WHAT TO DO: Please copy the stretch of the cloud migration write-up from "- Appropriately sized" through "authentic usage patterns.", swapping "authentic" for "actual".

PAGE EXTRACT:
Cost-Optimized Migration to the Cloud:
- Planning of the Landing Zone
Landing zones, where workloads are migrated, were planned wisely to optimize costs, if not configured up to the mark, may lead to an increase in compliance and security expenses. The setup of the landing zone included integration with identity directories, formulation of account structures, establishment of virtual private cloud (VPC) networking, establishment of infrastructure for security, monitoring, and configuration management.
- Appropriately sized Resources
Various options with reference to sizes and types were considered.
We made use of tools and monitoring to modify resource allocation based on authentic usage patterns.
Seamlessly migrated the company’s on-premises infrastructure to the cloud, optimizing resource utilization and minimizing downtime. Through rigorous assessment and planning, we achieved cost savings of up to $40-45K/month during the migration phase alone.
Cost-optimization of the Cloud Deployment:
- Start and Stop test servers when not needed automatically. Achieved via python Lambda scripts helped in saving $20-25K/month.
- Deployed ELK stack, Grafana, Prometheus in order to save money of costly monitoring systems.
- Opted for a more cost-effective approach by implementing Jenkins for our CI/CD pipeline instead of using AWS DevOps services.
Eliminating the need for manual deployments and saving an estimated 100-120 development hours per month. This translates directly to $30-40K/month saved in developmental costs.
- Used data driven approach by employing Prometheus to continuously gather pod-level resource metrics, including CPU, memory, and network I/O.
This granular data was then visualized in Grafana, allowing us to identify pods consistently underutilizing their allocated resources. Leveraging Horizontal Pod Autoscalers (HPAs), we implemented a dynamic scaling strategy.
HPAs automatically adjust the number of pod replicas based on pre-defined CPU or memory utilization thresholds. This ensured the worker nodes were populated with only the necessary number of pods, maximizing resource utilization while maintaining application performance.
By skillfully right-sizing worker node capacity based on the optimized pod density, we achieved a 20% reduction in EKS costs (approximately $30,000 per month) applied on 3 various env (dev, uat, prod) with 4 EKS clusters, 200+ worker nodes and 1000+ pods running 50+ microservices in them.

DATA LISTING:
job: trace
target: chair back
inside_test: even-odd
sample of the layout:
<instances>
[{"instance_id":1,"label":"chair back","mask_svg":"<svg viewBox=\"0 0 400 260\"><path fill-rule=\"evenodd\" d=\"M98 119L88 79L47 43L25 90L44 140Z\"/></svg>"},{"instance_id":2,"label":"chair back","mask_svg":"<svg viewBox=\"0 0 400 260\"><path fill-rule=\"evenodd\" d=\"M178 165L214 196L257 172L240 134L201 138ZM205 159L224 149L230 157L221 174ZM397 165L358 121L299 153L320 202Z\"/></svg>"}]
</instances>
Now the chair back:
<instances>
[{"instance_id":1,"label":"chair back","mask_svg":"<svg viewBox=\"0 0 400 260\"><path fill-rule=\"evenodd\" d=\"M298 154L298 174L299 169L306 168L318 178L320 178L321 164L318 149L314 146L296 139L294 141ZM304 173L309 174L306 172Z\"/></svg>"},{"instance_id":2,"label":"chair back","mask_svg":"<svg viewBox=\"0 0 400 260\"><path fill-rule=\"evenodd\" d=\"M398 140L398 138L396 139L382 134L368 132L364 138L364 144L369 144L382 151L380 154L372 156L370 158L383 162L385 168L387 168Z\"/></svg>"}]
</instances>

ANSWER TO THE EXERCISE:
- Appropriately sized Resources
Various options with reference to sizes and types were considered.
We made use of tools and monitoring to modify resource allocation based on actual usage patterns.